### Source passage
******************************
Stephen Willis has explained the importance of the work: 
"With Lodoïska Cherubini turned his back on his training as an Italian composer of opera seria, choosing the freer form of opéra comique over the more stilted and confining tragédie lyrique and embarking on a course of development of opéra comique which was to lead to the eradication of almost all differences between the two genres, except for the spoken dialogue." 

Basil Deane has called the opera "entirely original in its depth of psychological insight, dramatic tension, and musical depth."

Performance history
It was first performed at the Théâtre Feydeau in Paris on 18 July 1791.

The opera was received enthusiastically and ran for 200 performances. It was so popular that it was revived again at the Feydeau in 1819 and was performed frequently in the Germanic countries in the early 19th century, including a production in Vienna in 1805, while Cherubini was there. John Philip Kemble produced an English version in 1794. It was first performed in New York on 4 December 1826.

Roles

Synopsis
Place: Poland
Time: 1600

Act 1 

A group of Tartar warriors, led by Titzikan, are approaching the castle of a notorious baron named 
Dourlinsky. One of Titzikan's men reports that Dourlinsky leaves the castle frequently, and that while 
he's gone the castle could be taken easily. But Titzikan says that a sneak attack would be underhanded 
— he wants to defeat Dourlinsky in a fair contest. They then hear someone approaching, and hide in the woods to observe.
******************************
### Raw data
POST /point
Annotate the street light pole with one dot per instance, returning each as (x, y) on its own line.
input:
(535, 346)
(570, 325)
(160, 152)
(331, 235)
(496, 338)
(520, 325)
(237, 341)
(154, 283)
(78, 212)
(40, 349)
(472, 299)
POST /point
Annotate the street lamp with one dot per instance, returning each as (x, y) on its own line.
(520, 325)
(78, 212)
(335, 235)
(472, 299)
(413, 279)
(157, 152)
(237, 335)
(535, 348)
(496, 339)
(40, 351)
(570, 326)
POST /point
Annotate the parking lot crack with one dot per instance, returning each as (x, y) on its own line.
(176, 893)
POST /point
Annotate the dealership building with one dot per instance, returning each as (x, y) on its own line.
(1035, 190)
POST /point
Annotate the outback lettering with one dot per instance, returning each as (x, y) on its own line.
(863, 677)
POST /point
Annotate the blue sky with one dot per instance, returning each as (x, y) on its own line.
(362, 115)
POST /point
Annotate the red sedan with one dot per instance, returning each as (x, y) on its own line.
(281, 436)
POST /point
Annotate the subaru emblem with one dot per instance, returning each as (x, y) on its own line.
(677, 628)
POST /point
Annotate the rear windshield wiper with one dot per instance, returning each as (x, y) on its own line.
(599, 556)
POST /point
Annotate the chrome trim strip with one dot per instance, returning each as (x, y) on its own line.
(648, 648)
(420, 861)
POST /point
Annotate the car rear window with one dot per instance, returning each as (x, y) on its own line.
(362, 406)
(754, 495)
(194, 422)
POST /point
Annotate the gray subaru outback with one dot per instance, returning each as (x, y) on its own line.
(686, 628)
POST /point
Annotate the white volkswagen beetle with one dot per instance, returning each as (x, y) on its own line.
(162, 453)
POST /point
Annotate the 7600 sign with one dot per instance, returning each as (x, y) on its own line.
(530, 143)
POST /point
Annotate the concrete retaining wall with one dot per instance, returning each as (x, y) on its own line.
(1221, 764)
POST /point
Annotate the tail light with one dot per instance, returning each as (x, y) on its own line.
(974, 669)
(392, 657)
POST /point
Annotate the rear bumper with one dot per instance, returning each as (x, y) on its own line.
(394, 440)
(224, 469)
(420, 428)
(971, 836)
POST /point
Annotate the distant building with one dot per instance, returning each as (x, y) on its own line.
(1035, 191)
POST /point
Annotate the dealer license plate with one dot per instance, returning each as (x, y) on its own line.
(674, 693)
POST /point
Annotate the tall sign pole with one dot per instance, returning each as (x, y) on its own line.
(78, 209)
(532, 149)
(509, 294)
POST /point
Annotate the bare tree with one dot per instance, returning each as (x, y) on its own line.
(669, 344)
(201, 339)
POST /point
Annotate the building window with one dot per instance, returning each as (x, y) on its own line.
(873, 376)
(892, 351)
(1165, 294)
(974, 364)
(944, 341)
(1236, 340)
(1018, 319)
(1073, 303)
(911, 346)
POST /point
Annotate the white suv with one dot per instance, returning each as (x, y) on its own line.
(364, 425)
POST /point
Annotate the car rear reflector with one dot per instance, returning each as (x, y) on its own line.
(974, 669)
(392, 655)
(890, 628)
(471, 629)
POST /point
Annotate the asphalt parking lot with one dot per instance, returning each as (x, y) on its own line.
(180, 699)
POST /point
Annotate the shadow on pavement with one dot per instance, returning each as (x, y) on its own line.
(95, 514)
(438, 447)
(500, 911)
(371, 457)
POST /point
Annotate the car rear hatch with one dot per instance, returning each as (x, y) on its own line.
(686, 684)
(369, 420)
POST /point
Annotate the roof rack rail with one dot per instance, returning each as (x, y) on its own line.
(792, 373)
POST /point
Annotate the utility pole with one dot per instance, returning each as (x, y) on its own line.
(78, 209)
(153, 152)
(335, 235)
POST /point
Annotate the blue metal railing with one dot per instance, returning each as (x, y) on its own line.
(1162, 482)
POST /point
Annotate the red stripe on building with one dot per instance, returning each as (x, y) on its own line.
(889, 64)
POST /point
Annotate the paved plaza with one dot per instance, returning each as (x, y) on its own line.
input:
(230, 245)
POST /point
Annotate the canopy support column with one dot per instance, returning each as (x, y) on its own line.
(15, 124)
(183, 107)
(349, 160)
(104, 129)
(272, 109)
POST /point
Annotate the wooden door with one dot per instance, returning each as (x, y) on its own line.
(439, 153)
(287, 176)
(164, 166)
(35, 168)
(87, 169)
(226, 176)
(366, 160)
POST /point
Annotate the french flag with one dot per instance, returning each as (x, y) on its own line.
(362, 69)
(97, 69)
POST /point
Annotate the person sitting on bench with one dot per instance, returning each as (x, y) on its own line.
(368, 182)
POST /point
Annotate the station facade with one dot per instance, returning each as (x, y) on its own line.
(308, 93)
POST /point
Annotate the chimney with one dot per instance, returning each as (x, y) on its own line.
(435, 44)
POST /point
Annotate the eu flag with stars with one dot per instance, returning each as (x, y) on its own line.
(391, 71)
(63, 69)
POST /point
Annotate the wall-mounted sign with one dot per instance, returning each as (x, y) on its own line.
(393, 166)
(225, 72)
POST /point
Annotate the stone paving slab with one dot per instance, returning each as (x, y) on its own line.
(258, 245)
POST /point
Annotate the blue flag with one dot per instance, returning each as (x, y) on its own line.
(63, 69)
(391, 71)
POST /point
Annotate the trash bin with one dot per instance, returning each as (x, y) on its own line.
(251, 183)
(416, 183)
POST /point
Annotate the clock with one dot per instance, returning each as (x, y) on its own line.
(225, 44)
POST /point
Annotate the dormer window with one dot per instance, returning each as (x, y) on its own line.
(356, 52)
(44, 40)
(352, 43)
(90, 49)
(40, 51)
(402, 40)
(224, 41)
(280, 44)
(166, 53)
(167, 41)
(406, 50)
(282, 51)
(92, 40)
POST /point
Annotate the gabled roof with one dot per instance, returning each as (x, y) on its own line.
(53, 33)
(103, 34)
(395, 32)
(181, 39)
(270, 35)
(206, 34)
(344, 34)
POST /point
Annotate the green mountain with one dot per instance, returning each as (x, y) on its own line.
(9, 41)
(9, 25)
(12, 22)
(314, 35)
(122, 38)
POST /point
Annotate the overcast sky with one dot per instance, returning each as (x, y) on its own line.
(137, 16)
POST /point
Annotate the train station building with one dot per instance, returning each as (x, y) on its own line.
******************************
### What you will do
[a] Using the passage on the opera Lodoïska, decide whether each statement below agrees with it, answering yes or no and quoting the deciding words of the passage: (i) The opera was first performed at the Théâtre Feydeau in Paris on 18 July 1791. (ii) The opera ran for 100 performances. (iii) Titzikan favors a sneak attack on the castle while Dourlinsky is away.
[b] Select every line of the rows that contains the string "subaru", and copy each one out. Case counts.
The opera passage and the rows have no connection to each other.

### Answers for the exercise
[a]
(i) Yes: "It was first performed at the Théâtre Feydeau in Paris on 18 July 1791."
(ii) No: "ran for 200 performances"
(iii) No: "Titzikan says that a sneak attack would be underhanded"

[b]
Annotate the subaru emblem with one dot per instance, returning each as (x, y) on its own line.
Annotate the gray subaru outback with one dot per instance, returning each as (x, y) on its own line.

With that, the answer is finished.